Exercise inputs below:

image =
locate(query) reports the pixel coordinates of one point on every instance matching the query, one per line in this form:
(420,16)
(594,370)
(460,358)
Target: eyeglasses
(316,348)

End of Exercise inputs.

Transcribe the material exactly, so that no line is lost or altered.

image =
locate(query) reports the pixel coordinates of one point on every instance matching the query, one per line in this form:
(420,16)
(594,370)
(460,358)
Target: eyeglasses
(316,348)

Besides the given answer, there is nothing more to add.